## Exercise task A
In the travel piece, what does Todd tuck behind his ear?

## Selected text
Our songthaew-taxi driver shouts to a fishing boat just up river. As if called by a siren, it floats our way, the boat just big enough for the man, his son, and their modest gear of a few handmade fish traps and some fishing line. Before the boat comes to a stop at our feet, the father and our driver are already discussing the gastronomic merits of the different fish flopping in the two inches of water covering the boat bottom.

As our driver chooses his fish, I take a photo, camera pointed straight down. Silver, white, gray fish. Red gills. River water green with a touch of blueness. Sun-faded wooden boards, bleached to a cool-toned tan. In the nooks of the wood, between planks, in the knots, and in the cracks, there are flecks of blue and red and white paint, like Fourth of July confetti in the gutter. Bare feet of the kid, his natural brown skin deepened by long mornings fishing in the sun. In the corner of the frame of the photo, the kid looks up into the camera, big, wide eyes. Wider smile.

* * *

It’s hard to be perky when it’s so hot that my sweat soaks my eyebrows. There are so many things protecting eyes – eyelashes, eyelids, the hard, protruding ocular bones of the skull. Still, I don’t think too often about the usefulness of my eyebrows, that is, until they’re drenched with sweat that would otherwise have flooded salt, dust, and sunblock into my eyes.

Todd and I have to leave our bikes at the entrance to the ruin area of Wat Phou, and it’s a long uphill walk to the crumbled Angkor-era buildings. Even under the shade of an umbrella, the heat from the sun radiates through the material.

As we pause under the grudging shade of a frangipani tree, Todd picks up one of the fallen white flowers, a daub of yellow in its center. Tucking it behind his ear, he flaunts his floral ephemera. Todd grins at me, happy to be at Wat Phou in time to see the trees in perfect bloom. I take a closeup of the flower and his face, sweat and all.

## Exercise task B
Show each line of the rows below that contains the word "slat".

## Dataset
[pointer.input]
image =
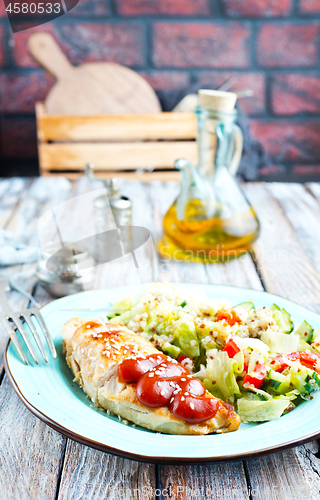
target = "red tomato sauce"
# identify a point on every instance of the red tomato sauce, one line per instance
(229, 317)
(163, 382)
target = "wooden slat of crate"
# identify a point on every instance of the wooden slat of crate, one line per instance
(113, 156)
(67, 143)
(164, 176)
(114, 128)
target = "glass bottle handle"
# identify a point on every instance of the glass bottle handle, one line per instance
(234, 165)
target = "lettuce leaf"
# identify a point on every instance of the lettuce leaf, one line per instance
(261, 411)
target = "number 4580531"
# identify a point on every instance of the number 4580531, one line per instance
(33, 8)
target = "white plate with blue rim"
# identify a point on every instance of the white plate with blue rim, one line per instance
(49, 392)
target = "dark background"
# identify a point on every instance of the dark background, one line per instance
(272, 46)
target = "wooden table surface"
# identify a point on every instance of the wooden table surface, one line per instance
(38, 463)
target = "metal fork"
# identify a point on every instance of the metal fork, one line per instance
(13, 322)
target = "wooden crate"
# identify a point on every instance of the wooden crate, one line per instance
(118, 145)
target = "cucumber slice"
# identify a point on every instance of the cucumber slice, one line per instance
(274, 307)
(287, 319)
(171, 350)
(278, 382)
(282, 318)
(305, 331)
(247, 306)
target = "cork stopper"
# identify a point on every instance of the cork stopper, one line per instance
(217, 99)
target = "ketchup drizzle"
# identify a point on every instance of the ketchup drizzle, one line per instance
(163, 382)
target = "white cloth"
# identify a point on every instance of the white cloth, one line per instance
(14, 251)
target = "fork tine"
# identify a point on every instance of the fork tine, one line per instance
(14, 338)
(16, 319)
(45, 330)
(28, 320)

## Task output A
A fallen white frangipani flower with a daub of yellow in its center.

## Task output B
target = "wooden slat of crate"
# identify a point on every instance of the wooden slat of crate, one line per instance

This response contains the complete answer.